EXCERPT TO READ:
==============================
Phase 4 — Scale & disk hygiene¶
Goal: Bridge survives a full season of track days on a single device without manual cleanup.
Total budget: 2 working days.
Items¶
| # | Title | Cost | File |
|---|---|---|---|
| 4.1 | Session archive: POST /session/<sid>/end exports session rows to archive/<sid>.duckdb, DELETEs them from live DB, VACUUMs |
3 h | db.py, new blueprint endpoint |
| 4.2 | Automatic archive on session-end (lap detector EOL, or 30 min of zero frames) | 2 h | db.py, bp_session.py |
| 4.3 | Daily VACUUM at 03:00 local time via a small scheduler thread (only when frames_per_second < 1, so we never block live ingest) |
1 h | __main__.py |
| 4.4 | Per-thread DuckDB read connection via threading.local; one shared writer connection owned by the CAN reader thread; HTTP endpoints get read-only connections |
3 h | db.py:32 |
| 4.5 | Migrate the few HTTP endpoints that do INSERT/DELETE (notes, capabilities recompute) to queue work to the writer via a small queue, returning 202 Accepted |
2 h | bp_*.py writers |
Exit criteria¶
- After 50 simulated sessions, the live
pitwall_sessions.duckdbis under 100 MB; older sessions live inarchive/. /session/<sid>/signals5 Hz polling load test: 100 RPS for 5 minutes against the bridge with the simulator running stays under 150 ms p99 latency.
==============================
RECORDS PROVIDED:
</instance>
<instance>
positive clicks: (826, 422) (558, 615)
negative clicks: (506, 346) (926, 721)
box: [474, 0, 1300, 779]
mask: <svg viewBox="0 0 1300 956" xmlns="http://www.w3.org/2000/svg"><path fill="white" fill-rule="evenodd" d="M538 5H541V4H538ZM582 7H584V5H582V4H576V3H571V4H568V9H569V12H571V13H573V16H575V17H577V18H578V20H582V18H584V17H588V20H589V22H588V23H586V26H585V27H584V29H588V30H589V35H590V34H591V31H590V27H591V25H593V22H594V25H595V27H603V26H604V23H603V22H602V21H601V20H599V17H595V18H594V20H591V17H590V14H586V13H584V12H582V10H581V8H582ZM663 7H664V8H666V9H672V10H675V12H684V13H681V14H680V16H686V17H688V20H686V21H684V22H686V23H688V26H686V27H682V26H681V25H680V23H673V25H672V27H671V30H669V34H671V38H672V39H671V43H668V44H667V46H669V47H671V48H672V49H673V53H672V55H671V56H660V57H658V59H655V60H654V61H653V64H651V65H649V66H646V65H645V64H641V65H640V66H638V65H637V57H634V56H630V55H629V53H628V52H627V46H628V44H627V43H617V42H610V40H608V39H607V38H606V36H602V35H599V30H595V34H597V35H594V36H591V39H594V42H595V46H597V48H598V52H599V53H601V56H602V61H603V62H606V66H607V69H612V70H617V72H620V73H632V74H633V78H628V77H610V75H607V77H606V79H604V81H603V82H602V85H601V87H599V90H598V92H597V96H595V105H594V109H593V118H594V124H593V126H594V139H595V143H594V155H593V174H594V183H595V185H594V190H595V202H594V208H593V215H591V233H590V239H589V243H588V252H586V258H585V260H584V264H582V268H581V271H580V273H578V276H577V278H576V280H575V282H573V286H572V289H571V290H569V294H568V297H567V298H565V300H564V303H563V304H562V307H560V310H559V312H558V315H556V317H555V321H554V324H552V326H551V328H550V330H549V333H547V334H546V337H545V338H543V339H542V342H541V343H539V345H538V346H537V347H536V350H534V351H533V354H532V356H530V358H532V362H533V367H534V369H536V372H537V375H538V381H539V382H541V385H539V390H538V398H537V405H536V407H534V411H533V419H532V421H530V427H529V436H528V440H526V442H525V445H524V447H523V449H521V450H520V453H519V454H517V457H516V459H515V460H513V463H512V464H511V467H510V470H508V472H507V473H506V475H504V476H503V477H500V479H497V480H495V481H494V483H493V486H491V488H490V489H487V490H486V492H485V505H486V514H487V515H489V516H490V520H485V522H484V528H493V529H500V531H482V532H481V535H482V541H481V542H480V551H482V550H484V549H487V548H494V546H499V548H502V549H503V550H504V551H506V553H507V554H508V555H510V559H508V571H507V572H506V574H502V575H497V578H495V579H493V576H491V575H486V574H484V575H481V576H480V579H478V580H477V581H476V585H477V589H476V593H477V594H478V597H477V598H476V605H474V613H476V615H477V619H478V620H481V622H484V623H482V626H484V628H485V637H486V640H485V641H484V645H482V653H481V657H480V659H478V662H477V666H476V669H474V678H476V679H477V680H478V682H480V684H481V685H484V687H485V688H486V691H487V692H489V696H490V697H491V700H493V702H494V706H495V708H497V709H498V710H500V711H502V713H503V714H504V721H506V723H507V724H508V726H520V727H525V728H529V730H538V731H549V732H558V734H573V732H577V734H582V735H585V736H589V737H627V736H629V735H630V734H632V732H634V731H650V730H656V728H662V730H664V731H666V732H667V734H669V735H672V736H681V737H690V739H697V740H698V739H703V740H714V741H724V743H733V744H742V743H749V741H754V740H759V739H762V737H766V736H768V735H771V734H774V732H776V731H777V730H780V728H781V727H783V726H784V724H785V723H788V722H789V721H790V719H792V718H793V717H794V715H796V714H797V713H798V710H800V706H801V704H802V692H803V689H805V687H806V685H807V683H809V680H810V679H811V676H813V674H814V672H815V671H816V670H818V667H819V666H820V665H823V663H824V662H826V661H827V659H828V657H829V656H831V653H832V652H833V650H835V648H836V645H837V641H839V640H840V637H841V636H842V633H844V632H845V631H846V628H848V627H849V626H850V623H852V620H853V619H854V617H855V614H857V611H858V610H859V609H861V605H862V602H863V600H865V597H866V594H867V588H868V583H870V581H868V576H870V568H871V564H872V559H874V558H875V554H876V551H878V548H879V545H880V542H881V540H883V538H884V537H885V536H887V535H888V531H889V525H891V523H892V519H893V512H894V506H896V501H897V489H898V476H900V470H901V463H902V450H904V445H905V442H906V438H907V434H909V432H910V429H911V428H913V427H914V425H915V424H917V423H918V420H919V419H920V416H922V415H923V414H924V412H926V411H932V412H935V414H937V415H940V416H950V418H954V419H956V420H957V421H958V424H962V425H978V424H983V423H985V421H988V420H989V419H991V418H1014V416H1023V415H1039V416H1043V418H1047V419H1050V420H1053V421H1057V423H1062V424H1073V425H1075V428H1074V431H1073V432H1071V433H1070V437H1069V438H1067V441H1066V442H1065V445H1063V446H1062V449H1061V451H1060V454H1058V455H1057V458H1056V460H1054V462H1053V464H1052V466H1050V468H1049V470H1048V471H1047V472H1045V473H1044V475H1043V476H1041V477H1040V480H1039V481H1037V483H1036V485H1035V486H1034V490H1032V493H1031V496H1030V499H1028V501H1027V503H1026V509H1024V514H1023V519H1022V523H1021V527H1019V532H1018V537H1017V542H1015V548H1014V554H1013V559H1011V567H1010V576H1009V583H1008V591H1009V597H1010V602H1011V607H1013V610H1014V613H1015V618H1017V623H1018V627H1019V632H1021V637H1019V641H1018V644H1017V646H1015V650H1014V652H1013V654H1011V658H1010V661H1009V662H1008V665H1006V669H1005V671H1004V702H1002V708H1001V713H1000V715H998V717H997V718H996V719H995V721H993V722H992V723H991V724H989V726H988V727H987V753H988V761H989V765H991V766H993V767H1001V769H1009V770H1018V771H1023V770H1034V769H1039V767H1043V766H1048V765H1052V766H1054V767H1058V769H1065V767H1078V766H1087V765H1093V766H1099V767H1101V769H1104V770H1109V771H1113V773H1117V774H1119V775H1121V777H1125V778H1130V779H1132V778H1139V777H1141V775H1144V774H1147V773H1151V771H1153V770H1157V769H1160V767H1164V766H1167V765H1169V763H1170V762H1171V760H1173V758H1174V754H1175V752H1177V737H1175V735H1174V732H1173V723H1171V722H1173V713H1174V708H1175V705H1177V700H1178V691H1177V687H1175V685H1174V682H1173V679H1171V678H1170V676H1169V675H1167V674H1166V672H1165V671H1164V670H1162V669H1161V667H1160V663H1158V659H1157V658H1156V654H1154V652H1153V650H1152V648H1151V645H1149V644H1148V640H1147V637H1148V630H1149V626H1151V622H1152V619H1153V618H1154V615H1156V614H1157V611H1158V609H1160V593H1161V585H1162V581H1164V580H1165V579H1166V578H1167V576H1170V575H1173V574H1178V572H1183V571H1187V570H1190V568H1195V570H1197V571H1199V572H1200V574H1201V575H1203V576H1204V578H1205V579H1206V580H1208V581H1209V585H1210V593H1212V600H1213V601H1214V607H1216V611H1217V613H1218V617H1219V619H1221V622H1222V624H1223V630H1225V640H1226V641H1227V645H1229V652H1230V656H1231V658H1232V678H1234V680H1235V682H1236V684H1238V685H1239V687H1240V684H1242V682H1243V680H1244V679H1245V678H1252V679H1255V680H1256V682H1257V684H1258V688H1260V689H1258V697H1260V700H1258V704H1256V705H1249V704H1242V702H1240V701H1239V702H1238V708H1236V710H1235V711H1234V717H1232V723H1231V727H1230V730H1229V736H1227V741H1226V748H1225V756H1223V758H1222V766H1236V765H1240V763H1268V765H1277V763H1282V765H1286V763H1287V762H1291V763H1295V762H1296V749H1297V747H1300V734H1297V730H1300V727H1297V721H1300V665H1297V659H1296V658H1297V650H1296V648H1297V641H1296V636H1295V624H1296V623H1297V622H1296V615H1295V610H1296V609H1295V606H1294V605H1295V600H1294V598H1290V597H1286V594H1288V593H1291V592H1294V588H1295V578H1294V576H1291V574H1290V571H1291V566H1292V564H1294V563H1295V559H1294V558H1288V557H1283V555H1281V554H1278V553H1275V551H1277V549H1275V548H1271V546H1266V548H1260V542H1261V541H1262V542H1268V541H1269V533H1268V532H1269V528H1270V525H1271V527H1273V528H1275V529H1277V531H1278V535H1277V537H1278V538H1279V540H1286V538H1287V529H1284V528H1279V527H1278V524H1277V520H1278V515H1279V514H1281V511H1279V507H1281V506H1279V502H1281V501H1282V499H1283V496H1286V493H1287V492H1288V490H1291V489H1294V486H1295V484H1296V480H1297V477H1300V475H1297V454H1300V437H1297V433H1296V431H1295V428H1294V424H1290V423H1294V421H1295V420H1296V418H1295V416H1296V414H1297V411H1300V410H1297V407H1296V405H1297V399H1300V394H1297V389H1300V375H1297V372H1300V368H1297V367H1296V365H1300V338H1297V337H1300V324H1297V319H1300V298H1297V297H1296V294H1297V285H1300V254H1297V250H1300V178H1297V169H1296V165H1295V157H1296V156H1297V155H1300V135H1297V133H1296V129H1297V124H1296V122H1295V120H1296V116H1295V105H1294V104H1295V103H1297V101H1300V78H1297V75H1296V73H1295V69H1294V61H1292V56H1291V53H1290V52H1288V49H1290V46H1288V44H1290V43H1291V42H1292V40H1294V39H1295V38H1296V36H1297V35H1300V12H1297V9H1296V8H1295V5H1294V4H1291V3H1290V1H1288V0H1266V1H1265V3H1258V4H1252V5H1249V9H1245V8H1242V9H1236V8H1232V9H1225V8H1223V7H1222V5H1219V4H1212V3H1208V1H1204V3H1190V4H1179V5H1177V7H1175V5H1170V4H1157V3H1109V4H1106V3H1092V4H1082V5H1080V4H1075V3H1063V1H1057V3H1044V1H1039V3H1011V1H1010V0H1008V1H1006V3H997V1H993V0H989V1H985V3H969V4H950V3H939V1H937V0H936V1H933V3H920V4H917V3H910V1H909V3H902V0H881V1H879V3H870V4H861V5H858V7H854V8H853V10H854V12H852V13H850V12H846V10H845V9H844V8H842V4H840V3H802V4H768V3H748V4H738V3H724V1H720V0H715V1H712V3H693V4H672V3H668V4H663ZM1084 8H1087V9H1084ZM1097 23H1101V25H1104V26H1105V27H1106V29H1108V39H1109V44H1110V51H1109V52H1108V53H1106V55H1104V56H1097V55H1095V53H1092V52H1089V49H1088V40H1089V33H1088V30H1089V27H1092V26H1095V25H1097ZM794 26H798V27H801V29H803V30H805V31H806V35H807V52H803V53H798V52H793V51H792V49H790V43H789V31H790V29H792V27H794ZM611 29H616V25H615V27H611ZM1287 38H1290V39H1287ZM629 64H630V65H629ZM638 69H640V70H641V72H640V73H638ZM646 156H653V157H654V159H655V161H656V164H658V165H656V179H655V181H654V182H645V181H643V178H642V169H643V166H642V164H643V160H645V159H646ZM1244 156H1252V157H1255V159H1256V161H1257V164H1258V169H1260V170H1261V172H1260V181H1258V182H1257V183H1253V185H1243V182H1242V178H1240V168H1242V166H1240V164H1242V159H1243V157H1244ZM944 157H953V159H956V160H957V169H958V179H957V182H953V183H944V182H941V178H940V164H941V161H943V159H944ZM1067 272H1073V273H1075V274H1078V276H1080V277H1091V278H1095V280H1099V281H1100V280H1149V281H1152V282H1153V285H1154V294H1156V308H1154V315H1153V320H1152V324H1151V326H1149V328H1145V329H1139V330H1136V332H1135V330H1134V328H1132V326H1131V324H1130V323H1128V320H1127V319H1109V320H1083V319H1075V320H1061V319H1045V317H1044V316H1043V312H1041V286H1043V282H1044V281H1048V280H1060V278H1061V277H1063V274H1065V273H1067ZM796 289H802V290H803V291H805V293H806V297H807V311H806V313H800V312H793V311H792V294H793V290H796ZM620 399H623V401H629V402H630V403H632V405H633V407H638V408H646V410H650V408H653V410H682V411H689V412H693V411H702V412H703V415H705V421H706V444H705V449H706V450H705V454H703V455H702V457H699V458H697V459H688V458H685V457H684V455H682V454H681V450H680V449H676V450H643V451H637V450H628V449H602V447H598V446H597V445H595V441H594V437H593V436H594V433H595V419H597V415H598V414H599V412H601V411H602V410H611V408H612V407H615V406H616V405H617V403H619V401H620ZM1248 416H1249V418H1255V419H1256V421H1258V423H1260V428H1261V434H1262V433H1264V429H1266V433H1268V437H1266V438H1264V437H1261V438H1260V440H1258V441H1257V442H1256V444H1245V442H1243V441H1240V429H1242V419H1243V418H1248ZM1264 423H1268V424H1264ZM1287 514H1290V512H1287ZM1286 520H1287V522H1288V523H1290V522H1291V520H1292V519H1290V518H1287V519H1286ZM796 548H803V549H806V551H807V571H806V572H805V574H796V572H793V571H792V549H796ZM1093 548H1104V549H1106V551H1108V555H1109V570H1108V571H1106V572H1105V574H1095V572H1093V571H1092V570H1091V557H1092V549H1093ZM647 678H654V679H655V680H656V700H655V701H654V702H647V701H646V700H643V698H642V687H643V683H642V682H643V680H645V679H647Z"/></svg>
==============================
WHAT YOU WILL DO:
**a)** In the phase 4 plan, replace "Bridge" with "Gateway" and write out the passage from "Phase 4 — Scale" to "2 working days.".
**b)** For each statement, say whether the phase 4 plan agrees with it. Give yes or no, and quote the words of the plan that decide it. (i) The daily VACUUM runs at 03:00 local time. (ii) The total budget for the phase is three working days. (iii) HTTP endpoints are given write connections.
The listing has nothing to do with the phase 4 plan.

ANSWER SECTION:
**a)**
Phase 4 — Scale & disk hygiene¶
Goal: Gateway survives a full season of track days on a single device without manual cleanup.
Total budget: 2 working days.

**b)**
(i) Yes: "Daily VACUUM at 03:00 local time"
(ii) No: "Total budget: 2 working days."
(iii) No: "HTTP endpoints get read-only connections"